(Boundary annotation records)
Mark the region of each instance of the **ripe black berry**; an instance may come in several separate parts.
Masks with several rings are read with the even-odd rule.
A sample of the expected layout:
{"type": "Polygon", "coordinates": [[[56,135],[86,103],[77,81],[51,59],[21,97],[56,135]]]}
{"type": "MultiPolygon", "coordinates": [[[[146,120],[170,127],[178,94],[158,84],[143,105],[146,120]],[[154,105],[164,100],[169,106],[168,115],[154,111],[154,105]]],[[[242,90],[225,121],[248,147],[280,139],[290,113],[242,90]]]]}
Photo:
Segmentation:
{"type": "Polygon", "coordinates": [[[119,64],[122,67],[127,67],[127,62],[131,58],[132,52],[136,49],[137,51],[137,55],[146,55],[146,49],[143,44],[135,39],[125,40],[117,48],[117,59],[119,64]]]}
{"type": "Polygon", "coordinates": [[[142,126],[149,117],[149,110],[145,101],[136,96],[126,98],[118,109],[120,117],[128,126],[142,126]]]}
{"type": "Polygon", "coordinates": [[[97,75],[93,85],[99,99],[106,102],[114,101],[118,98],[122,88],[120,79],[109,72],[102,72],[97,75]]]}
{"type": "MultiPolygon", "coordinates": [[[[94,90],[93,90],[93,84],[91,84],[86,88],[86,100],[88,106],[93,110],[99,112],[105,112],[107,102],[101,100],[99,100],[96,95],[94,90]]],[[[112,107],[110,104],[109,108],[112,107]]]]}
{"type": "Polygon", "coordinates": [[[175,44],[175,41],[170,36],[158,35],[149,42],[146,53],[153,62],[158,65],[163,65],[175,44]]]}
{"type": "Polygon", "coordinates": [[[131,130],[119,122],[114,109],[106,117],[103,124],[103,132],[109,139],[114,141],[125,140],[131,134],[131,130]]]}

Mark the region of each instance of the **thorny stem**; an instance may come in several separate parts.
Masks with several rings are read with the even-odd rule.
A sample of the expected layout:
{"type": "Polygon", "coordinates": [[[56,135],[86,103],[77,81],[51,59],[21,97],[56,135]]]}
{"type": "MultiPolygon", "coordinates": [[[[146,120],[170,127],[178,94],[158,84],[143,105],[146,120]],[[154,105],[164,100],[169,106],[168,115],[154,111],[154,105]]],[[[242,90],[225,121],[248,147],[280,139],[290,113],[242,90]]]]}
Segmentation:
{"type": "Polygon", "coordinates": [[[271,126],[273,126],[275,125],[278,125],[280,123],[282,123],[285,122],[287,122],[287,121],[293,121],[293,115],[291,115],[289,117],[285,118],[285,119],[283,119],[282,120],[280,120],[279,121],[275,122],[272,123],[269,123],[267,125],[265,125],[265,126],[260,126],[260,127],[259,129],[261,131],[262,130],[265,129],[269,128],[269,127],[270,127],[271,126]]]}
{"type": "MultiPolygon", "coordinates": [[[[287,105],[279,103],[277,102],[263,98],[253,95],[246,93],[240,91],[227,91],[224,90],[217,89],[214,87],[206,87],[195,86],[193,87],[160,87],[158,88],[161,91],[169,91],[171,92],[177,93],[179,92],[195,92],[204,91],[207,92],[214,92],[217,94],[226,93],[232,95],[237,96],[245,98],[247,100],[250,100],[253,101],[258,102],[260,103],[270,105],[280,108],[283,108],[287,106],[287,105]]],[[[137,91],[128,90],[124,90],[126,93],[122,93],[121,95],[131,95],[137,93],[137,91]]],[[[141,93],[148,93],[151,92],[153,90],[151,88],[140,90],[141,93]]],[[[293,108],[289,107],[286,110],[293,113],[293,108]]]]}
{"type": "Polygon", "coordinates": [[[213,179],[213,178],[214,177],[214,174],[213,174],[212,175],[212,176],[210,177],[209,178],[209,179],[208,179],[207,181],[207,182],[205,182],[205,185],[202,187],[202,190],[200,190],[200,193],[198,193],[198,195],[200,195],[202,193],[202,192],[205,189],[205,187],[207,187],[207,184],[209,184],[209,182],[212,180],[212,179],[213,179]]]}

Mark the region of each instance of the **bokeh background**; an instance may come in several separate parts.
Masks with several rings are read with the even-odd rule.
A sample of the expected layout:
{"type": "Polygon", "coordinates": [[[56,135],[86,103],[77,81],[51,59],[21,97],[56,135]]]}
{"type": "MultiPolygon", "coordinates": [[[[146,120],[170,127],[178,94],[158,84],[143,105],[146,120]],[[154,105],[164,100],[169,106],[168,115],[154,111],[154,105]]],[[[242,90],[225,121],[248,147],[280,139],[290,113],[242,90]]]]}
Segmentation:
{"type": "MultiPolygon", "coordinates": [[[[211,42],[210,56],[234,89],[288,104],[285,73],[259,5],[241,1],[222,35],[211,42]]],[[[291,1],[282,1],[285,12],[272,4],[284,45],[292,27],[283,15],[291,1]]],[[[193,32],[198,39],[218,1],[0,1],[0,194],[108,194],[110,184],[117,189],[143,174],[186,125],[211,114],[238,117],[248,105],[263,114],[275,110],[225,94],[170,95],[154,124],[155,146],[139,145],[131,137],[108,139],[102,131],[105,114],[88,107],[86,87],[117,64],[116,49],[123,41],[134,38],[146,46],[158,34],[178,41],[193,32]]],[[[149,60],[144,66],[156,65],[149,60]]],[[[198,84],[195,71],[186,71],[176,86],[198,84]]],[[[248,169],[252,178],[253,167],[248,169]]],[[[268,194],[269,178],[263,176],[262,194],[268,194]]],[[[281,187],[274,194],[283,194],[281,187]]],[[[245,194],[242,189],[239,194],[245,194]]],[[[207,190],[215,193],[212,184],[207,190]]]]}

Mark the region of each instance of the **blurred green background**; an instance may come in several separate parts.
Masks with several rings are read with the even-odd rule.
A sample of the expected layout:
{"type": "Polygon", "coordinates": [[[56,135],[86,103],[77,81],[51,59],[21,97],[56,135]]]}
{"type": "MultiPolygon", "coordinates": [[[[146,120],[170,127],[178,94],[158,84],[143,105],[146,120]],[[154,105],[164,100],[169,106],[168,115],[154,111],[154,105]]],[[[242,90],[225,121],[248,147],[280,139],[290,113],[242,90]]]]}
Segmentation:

__Given exercise__. Using the material above, extract the line that contains "Mark the region of each instance of the **blurred" and every line after it, exactly as given; stop at the last line.

__Task output__.
Mark the region of each instance of the **blurred green background**; an instance may come in several separate parts.
Masks with several rings are read with the even-odd rule.
A sample of the expected layout:
{"type": "Polygon", "coordinates": [[[56,135],[86,103],[77,81],[51,59],[21,97],[56,135]]]}
{"type": "MultiPolygon", "coordinates": [[[[146,120],[170,127],[178,94],[158,84],[143,105],[146,120]],[[154,105],[164,100],[169,106],[168,115],[154,111],[154,105]]],[[[242,90],[225,121],[248,147],[280,139],[290,113],[242,90]]]]}
Segmentation:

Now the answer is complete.